==== Text to read

At first glance Close The Loop Group (ASX: CLG) looks superficially attractive, because it made an accounting profit and its business is good for the environment. Therefore, I’ve been asked about it quite a few times over the years.
Below, I will introduce each of the diverse businesses that make up the listed entity, before explaining why I’ve never had much interest in the stock.
Close the Loop is a recycler of printer cartridges and provides services to major global printer OEMs with a presence in Australia, the US, and Europe. It operates on a fee per volume of per weight model.
O F Packaging Group engineers sustainable flexible packaging for the food, household products and horticultural industries and operates out of Australia and South Africa. In December 2021, the company announced the acquisition Oceanic Agencies for $3.25m plus up to $750k earn-out.
In February 2022, the company announced the acquisition of packaging company Crasti & Company for $5.85m plus earn-out.
In July 2022, the company announced the acquisition of thermal paper company Alliance Paper for $1 and an investment of $4.5m in working capital. That, and Alliance Paper management keeping their jobs.
In October 2022, Close the Loop bought The Pouch Shop, a South African packaging company majority owned by the CEO, for $701k.
In January 2023, the company announced the acquisition of recycling company In-Plas for US$4 million, supposedly adding US$1.1 million in EBITDA.
Then, in March 2023, the company announced the acquisition of recycling company ISP Tech for just under $100m, funded in part by a $45m capital raising at a price of 33c per share.
Close The Loop Group Free cash flow was a negative $3.1 million for FY 2024, calculated by taking operating cashflow, subtracting investing cashflow, and subtracting lease repayments. The company said that it expects lower capital expenditure in FY 2025. I believe that one of the major ways in which the FY 2024 result was disappointing was the weak free cashflow.
However, H1 FY 2025 free cash flow was still negative, at almost -$2.7 million. The earnings per share has also nose-dived, even as the company grows revenue. This shows how the capital raised by diluting shareholders was not sufficiently well deployed to lead to growth in earnings per share. And in fact business has declined.
It truly is wild to think anyone considered taking over this business for 27c per share. However, that did not occur, and whatever investors in the various capital raisings had hoped for has not come to pass. The truth is that the business is simply difficult to predict from year to year.
Now the share price is just 4.5 cents per share, giving Close The Loop Group a market capitalisation of around $24 million, down around 90% from its peak.
In a recent update the company disclosed that “At 30 June 2025 the company will have bank debt of US$38 million and cash on hand in excess of A$30 million. The company is well capitalized and is in a strong working capital position.”

========
==== Raw records

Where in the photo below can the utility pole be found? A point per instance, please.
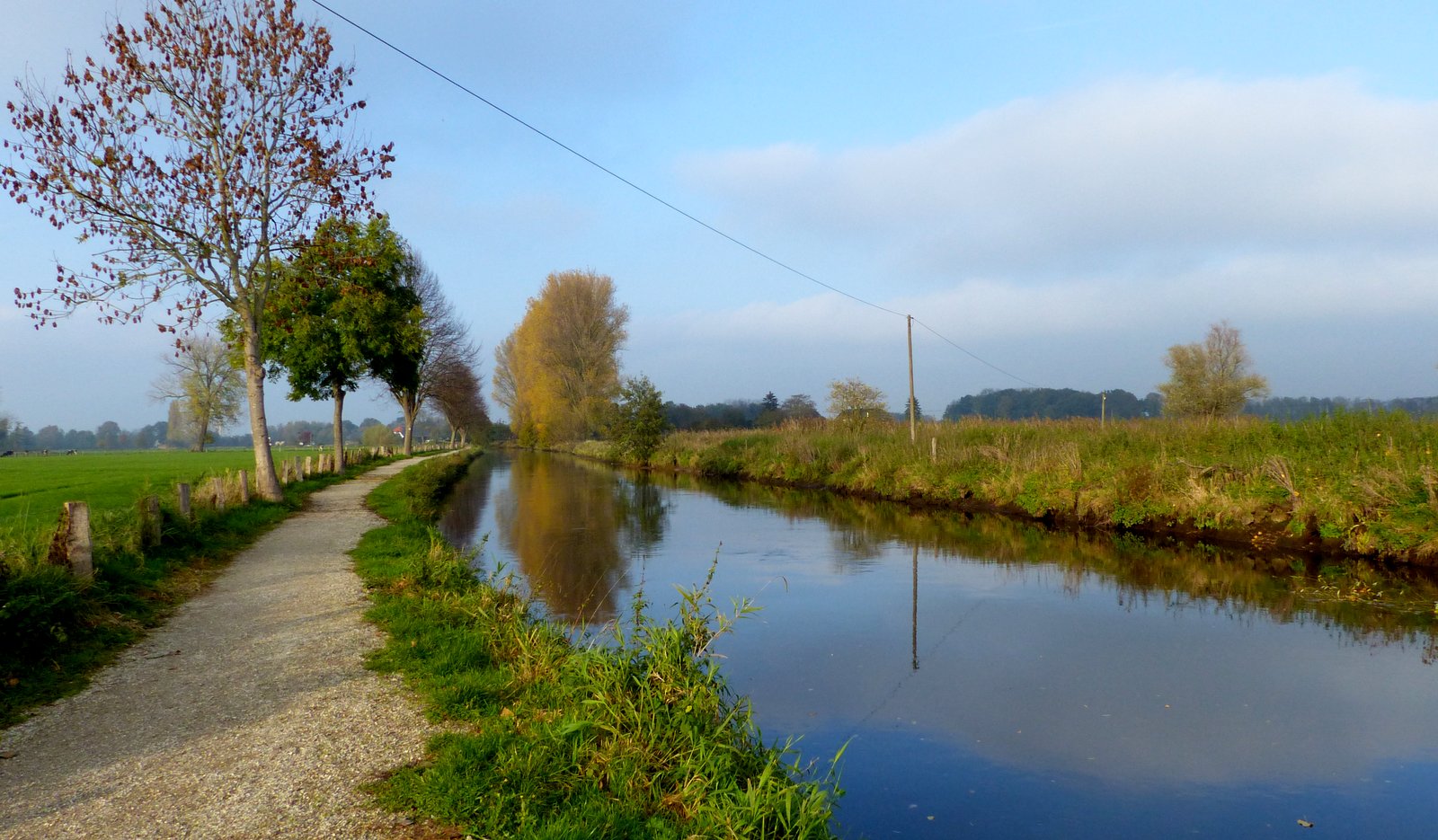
(913, 419)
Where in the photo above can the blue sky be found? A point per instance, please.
(1061, 189)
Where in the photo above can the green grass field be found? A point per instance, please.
(32, 488)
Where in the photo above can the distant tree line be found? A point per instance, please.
(1053, 404)
(741, 413)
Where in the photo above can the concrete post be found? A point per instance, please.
(72, 541)
(150, 521)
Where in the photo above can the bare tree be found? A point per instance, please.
(206, 387)
(1212, 378)
(201, 150)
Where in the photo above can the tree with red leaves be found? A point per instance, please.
(201, 153)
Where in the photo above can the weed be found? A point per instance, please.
(635, 737)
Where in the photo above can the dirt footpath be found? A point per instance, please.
(249, 713)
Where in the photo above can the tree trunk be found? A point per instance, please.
(340, 430)
(410, 404)
(266, 483)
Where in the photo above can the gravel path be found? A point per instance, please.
(249, 713)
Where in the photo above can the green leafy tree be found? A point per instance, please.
(1212, 378)
(856, 403)
(413, 370)
(800, 407)
(639, 421)
(340, 306)
(107, 436)
(201, 148)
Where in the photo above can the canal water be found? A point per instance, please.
(992, 679)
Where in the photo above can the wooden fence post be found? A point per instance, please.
(150, 521)
(72, 543)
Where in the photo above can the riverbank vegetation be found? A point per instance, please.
(57, 631)
(637, 737)
(1348, 483)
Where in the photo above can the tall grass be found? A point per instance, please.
(1359, 483)
(57, 631)
(554, 738)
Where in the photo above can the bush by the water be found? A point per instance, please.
(637, 738)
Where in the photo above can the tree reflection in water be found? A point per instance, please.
(573, 528)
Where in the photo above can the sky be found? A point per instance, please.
(1056, 191)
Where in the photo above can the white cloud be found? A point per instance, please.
(1114, 174)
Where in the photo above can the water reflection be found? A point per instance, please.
(1372, 602)
(573, 528)
(1007, 681)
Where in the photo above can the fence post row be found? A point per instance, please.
(72, 541)
(150, 521)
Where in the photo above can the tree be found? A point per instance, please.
(769, 413)
(410, 370)
(800, 407)
(460, 399)
(340, 306)
(855, 403)
(639, 421)
(558, 371)
(203, 150)
(206, 387)
(1212, 378)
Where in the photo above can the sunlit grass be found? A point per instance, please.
(633, 738)
(1363, 483)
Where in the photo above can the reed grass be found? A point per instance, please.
(57, 631)
(551, 737)
(1354, 482)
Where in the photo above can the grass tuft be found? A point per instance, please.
(637, 737)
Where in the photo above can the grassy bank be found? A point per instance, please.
(553, 738)
(1354, 483)
(57, 631)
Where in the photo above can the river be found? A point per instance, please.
(992, 679)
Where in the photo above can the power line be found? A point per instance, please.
(974, 357)
(652, 196)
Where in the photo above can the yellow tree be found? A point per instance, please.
(558, 371)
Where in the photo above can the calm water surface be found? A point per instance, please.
(996, 681)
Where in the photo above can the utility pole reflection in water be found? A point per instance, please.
(915, 622)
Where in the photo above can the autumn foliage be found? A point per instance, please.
(558, 371)
(203, 150)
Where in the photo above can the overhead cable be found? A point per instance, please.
(652, 196)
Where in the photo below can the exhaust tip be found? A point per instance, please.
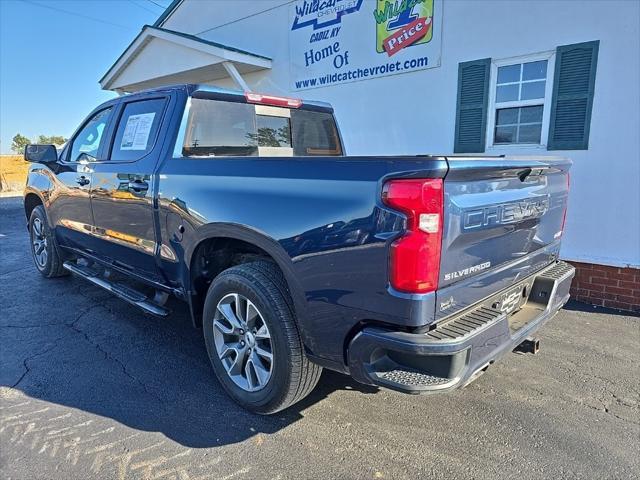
(529, 345)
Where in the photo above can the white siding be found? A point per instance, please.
(414, 112)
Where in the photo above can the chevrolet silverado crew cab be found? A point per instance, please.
(413, 273)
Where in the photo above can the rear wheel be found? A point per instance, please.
(44, 248)
(253, 341)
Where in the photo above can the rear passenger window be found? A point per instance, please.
(137, 130)
(220, 129)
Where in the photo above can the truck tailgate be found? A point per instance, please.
(503, 219)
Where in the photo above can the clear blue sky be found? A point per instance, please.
(51, 61)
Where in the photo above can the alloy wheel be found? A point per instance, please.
(243, 342)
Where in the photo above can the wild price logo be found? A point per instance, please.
(402, 23)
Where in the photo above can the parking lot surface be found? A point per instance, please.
(90, 388)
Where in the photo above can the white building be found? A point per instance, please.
(438, 76)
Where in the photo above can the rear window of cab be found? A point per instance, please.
(220, 128)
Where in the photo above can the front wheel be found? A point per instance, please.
(44, 248)
(253, 341)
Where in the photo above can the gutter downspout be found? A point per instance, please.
(235, 75)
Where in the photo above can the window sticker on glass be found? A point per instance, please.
(136, 132)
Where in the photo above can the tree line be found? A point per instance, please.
(20, 141)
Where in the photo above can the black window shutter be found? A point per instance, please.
(572, 98)
(471, 113)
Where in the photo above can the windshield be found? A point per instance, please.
(219, 128)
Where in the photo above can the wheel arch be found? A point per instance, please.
(31, 201)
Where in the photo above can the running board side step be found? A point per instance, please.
(119, 290)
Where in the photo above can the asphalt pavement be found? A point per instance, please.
(90, 388)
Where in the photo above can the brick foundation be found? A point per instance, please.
(605, 286)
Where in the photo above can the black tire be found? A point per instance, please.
(292, 375)
(44, 249)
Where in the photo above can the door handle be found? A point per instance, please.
(138, 185)
(82, 181)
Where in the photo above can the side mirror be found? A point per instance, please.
(40, 154)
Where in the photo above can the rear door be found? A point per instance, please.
(122, 193)
(503, 219)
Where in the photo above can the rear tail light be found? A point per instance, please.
(273, 100)
(414, 264)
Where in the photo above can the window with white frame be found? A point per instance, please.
(520, 100)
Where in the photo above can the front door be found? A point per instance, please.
(122, 189)
(69, 207)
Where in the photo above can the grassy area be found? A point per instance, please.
(13, 173)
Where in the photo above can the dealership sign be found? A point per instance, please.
(339, 41)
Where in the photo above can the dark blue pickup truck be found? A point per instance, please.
(413, 273)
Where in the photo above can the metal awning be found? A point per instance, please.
(158, 56)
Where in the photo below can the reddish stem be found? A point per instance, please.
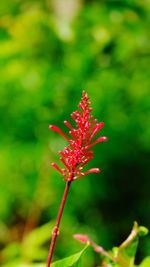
(56, 228)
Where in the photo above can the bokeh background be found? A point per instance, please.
(50, 50)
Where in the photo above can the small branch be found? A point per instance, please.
(56, 228)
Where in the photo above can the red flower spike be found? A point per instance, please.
(56, 167)
(58, 130)
(77, 154)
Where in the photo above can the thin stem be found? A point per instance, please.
(56, 228)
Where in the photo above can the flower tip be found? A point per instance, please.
(104, 138)
(81, 238)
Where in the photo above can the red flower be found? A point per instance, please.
(78, 153)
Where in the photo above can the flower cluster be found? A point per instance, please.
(78, 152)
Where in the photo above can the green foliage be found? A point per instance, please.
(48, 55)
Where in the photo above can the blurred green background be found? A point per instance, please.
(50, 50)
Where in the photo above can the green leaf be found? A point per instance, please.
(145, 262)
(73, 260)
(125, 254)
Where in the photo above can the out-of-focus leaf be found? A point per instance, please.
(126, 252)
(73, 260)
(145, 262)
(124, 255)
(32, 244)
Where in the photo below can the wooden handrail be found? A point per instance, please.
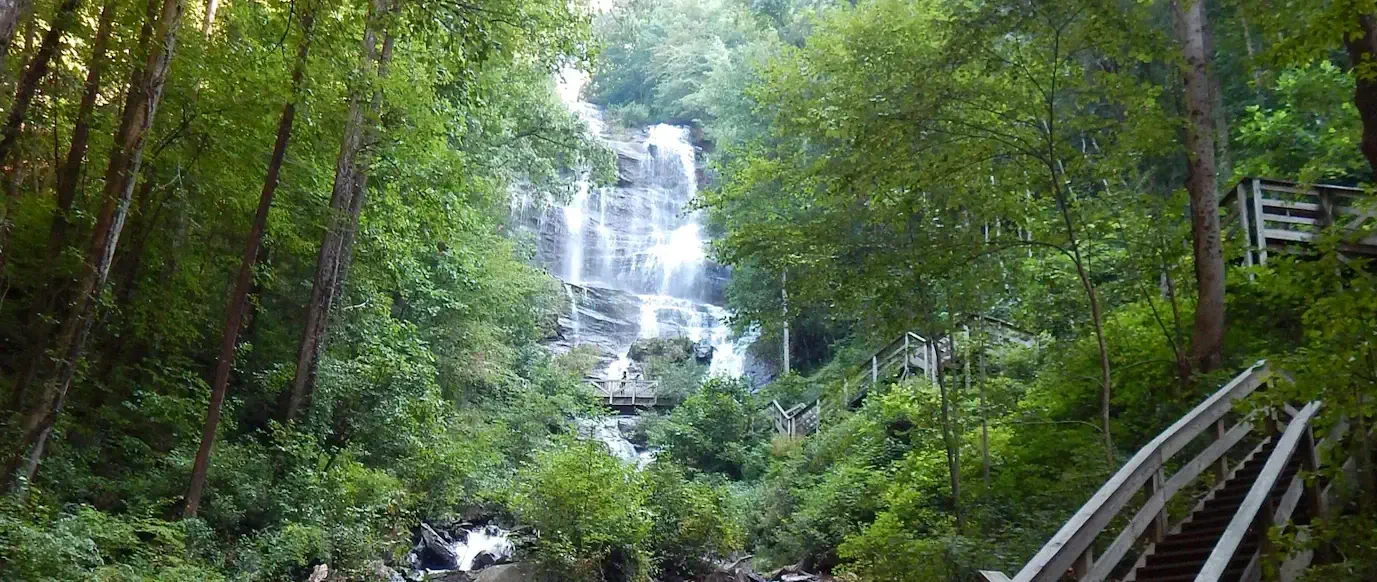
(1074, 540)
(1257, 497)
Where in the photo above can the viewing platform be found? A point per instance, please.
(628, 395)
(1277, 216)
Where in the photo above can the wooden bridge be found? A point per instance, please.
(1257, 478)
(1259, 462)
(908, 355)
(629, 394)
(1278, 216)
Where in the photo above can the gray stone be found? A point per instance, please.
(508, 573)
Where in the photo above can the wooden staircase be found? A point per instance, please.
(1224, 535)
(1183, 552)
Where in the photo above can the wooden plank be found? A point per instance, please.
(1256, 500)
(1080, 531)
(1288, 204)
(1289, 219)
(1278, 234)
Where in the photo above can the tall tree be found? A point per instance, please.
(1202, 183)
(1362, 52)
(346, 204)
(11, 11)
(125, 158)
(238, 303)
(33, 73)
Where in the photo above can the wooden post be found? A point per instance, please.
(1222, 468)
(875, 370)
(1158, 527)
(1314, 493)
(1267, 551)
(1084, 562)
(1242, 201)
(905, 354)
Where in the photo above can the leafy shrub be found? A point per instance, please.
(690, 520)
(716, 429)
(588, 508)
(86, 544)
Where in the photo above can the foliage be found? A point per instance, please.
(590, 511)
(716, 429)
(691, 520)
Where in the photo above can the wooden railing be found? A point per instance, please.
(797, 420)
(1275, 215)
(628, 392)
(1071, 549)
(1259, 511)
(906, 355)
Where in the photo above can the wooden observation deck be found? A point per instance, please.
(1278, 216)
(629, 394)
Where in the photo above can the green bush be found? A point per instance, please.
(690, 520)
(84, 544)
(590, 511)
(716, 429)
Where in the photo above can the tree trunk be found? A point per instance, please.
(125, 158)
(985, 421)
(33, 73)
(11, 11)
(1201, 182)
(949, 440)
(237, 307)
(346, 205)
(211, 7)
(68, 180)
(784, 297)
(70, 172)
(1362, 52)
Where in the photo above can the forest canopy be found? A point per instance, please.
(266, 304)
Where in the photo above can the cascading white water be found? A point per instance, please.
(634, 255)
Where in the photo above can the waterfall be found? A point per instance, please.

========

▶ **Complete the following**
a - Please duplicate the part of the Close The Loop Group article from "At first glance" to "to $750k earn-out.".
b - Answer these questions from the Close The Loop Group article:
(i) At what price per share was the $45m capital raising done?
(ii) What market capitalisation does the current share price give the company?
(iii) For how much did the company acquire Alliance Paper?

▶ **Expected responses**
a -
At first glance Close The Loop Group (ASX: CLG) looks superficially attractive, because it made an accounting profit and its business is good for the environment. Therefore, I’ve been asked about it quite a few times over the years.
Below, I will introduce each of the diverse businesses that make up the listed entity, before explaining why I’ve never had much interest in the stock.
Close the Loop is a recycler of printer cartridges and provides services to major global printer OEMs with a presence in Australia, the US, and Europe. It operates on a fee per volume of per weight model.
O F Packaging Group engineers sustainable flexible packaging for the food, household products and horticultural industries and operates out of Australia and South Africa. In December 2021, the company announced the acquisition Oceanic Agencies for $3.25m plus up to $750k earn-out.

b -
(i) 33c per share
(ii) Around $24 million
(iii) $1, plus an investment of $4.5m in working capital